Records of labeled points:
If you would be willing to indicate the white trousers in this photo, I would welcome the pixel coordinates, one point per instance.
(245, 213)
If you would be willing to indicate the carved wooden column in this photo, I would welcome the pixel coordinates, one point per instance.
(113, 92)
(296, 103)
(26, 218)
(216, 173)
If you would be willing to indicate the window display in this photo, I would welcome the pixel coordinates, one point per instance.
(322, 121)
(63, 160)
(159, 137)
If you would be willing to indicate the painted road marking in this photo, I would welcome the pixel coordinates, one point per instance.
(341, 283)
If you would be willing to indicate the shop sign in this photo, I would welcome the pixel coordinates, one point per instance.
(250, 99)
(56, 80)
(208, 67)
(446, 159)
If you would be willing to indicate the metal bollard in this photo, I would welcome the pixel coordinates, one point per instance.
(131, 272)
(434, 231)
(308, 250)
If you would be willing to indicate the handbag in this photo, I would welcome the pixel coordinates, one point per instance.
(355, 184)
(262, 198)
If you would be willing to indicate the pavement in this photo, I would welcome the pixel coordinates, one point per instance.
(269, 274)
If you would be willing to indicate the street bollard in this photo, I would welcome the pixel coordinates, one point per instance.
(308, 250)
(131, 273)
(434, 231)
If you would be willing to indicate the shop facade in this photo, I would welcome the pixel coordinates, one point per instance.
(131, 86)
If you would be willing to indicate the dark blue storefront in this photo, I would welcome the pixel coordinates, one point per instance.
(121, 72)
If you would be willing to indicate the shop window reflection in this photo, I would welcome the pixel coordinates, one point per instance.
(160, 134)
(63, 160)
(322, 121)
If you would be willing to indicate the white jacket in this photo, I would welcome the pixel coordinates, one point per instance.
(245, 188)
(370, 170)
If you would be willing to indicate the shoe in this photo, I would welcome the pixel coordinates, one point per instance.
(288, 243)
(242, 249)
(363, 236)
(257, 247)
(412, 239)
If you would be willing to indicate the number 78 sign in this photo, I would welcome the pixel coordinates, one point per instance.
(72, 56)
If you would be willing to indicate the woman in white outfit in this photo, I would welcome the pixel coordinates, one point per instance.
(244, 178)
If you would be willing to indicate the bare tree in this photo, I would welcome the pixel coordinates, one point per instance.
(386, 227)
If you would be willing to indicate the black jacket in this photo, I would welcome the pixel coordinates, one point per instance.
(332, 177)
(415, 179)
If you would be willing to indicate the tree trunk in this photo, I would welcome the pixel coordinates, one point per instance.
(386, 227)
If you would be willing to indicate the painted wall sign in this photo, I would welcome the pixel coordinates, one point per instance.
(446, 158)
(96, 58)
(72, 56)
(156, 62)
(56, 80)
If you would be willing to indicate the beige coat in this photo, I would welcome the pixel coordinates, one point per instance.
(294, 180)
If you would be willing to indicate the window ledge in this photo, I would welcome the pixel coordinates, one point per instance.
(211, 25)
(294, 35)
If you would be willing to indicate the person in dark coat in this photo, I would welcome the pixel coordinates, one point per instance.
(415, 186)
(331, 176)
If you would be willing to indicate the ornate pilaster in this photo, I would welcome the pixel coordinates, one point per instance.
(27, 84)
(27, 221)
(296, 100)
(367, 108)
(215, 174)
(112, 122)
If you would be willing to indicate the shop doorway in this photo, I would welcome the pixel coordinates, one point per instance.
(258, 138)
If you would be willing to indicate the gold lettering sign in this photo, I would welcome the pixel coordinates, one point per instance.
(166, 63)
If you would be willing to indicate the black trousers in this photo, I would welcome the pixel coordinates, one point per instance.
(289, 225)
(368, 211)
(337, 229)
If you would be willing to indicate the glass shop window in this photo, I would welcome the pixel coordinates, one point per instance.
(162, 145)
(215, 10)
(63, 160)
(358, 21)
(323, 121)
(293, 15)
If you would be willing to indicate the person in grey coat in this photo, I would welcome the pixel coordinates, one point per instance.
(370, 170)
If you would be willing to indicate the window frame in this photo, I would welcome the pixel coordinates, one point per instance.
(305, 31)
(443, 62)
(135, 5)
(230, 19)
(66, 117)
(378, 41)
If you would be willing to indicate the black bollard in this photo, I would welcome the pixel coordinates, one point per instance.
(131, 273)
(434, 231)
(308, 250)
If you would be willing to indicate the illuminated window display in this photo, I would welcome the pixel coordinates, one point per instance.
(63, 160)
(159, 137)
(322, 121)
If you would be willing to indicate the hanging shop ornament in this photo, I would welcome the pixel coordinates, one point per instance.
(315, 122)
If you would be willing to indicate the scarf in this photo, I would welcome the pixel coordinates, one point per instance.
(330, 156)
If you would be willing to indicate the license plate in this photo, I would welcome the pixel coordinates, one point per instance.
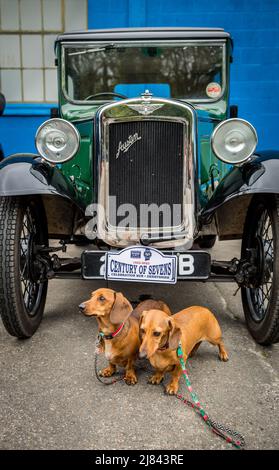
(141, 264)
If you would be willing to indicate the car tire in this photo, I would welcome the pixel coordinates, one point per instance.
(207, 241)
(22, 296)
(261, 302)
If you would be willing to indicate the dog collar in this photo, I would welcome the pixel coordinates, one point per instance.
(163, 348)
(112, 335)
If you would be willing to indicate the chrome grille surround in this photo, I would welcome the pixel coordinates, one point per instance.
(168, 111)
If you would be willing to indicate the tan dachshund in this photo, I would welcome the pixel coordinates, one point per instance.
(160, 336)
(119, 323)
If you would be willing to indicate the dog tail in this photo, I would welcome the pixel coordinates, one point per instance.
(143, 297)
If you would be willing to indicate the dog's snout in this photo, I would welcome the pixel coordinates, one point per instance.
(142, 354)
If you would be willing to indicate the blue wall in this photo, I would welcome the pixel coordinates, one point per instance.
(254, 25)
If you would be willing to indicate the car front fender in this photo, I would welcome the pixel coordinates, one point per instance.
(28, 174)
(259, 175)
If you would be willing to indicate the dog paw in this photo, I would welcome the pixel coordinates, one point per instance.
(155, 379)
(171, 389)
(107, 372)
(130, 379)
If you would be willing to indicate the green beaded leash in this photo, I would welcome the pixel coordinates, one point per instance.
(230, 436)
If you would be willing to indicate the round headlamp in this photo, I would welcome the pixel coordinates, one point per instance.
(234, 140)
(57, 140)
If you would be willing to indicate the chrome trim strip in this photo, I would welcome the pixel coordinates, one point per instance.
(215, 42)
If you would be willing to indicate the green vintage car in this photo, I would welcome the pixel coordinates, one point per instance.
(146, 165)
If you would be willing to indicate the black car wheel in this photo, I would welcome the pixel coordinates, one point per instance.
(22, 290)
(261, 243)
(206, 241)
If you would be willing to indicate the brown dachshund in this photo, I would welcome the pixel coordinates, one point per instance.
(119, 323)
(161, 334)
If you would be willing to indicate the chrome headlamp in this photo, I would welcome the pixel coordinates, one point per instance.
(57, 140)
(234, 141)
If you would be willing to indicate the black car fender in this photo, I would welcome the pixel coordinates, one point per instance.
(260, 175)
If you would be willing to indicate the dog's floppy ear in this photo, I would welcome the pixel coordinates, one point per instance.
(121, 309)
(174, 335)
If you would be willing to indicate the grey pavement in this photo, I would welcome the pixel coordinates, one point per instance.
(50, 398)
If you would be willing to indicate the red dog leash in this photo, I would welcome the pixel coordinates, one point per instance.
(230, 436)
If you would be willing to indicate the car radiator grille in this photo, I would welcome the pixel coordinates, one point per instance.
(150, 170)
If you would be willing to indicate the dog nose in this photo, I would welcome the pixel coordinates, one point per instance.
(142, 354)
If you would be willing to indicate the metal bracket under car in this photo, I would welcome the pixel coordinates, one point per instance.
(245, 272)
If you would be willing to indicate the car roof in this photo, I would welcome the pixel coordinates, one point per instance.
(121, 34)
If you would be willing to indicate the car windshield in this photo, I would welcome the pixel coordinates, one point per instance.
(112, 71)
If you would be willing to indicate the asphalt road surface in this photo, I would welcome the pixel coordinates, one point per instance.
(50, 398)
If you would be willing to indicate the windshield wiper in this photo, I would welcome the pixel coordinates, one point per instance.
(96, 49)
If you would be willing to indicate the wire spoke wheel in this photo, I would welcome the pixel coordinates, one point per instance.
(23, 288)
(261, 241)
(259, 297)
(30, 287)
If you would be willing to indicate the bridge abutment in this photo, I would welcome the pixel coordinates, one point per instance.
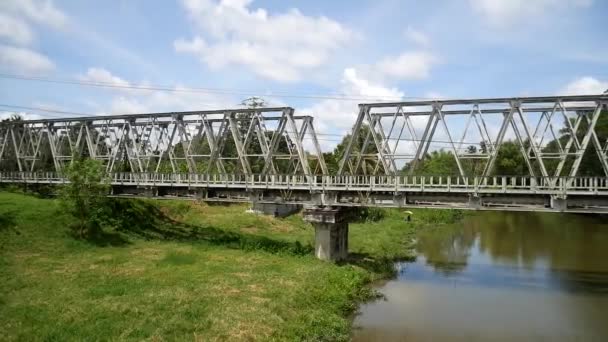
(331, 232)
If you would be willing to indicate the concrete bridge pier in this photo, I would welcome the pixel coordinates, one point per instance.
(331, 232)
(559, 203)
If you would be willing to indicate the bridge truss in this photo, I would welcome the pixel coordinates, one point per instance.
(551, 133)
(239, 141)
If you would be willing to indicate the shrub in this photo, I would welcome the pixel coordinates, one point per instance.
(84, 196)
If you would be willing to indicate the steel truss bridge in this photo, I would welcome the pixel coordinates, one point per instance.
(271, 155)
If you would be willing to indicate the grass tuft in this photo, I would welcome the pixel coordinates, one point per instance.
(176, 270)
(178, 258)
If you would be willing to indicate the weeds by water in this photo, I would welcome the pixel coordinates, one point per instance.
(183, 271)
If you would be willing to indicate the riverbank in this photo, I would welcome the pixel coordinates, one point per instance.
(175, 270)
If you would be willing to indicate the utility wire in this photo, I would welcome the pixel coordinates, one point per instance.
(224, 91)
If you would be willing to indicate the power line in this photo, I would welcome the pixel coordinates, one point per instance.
(223, 91)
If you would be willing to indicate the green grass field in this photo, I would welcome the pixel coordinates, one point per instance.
(174, 270)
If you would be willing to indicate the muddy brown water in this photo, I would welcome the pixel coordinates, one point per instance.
(498, 277)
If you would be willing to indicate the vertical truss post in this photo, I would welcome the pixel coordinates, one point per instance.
(507, 117)
(586, 139)
(303, 158)
(363, 114)
(426, 138)
(238, 142)
(437, 108)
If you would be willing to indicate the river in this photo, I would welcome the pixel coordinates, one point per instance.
(498, 277)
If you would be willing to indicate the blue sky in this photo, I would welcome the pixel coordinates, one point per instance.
(367, 50)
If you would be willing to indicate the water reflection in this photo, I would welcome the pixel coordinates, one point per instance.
(499, 276)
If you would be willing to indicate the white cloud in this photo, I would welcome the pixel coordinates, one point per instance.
(15, 30)
(502, 13)
(408, 65)
(417, 37)
(585, 86)
(23, 115)
(131, 101)
(42, 12)
(337, 115)
(101, 75)
(280, 47)
(15, 18)
(23, 60)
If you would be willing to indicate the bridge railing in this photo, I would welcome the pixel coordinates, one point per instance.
(490, 184)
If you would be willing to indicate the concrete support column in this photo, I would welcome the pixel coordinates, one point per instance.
(559, 204)
(475, 202)
(331, 232)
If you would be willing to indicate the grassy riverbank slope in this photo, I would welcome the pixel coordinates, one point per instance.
(184, 271)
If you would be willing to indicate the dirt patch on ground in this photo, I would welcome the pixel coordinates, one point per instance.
(250, 230)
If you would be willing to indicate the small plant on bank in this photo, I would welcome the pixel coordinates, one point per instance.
(84, 196)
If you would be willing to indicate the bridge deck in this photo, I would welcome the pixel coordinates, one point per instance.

TASK DESCRIPTION: Repeat exactly, and only, the lines from the one containing "If you would be willing to indicate the grassy" through the end of the material.

FINISHED ANSWER:
If you would be willing to indicate the grassy riverbank slope in this photo, I would welcome the pixel coordinates, one point per instance.
(184, 271)
If you would be willing to indicate the dirt patch on ground in this photo, I would welcome the pixel coordinates, one point per instance.
(250, 230)
If you would be willing to indicate the small plant on bank in this photo, I would welcome the pixel coordinates, one point per instance.
(84, 196)
If you would be willing to indicate the bridge deck in this photo, I would welcome the pixel coordinates, one point per instance.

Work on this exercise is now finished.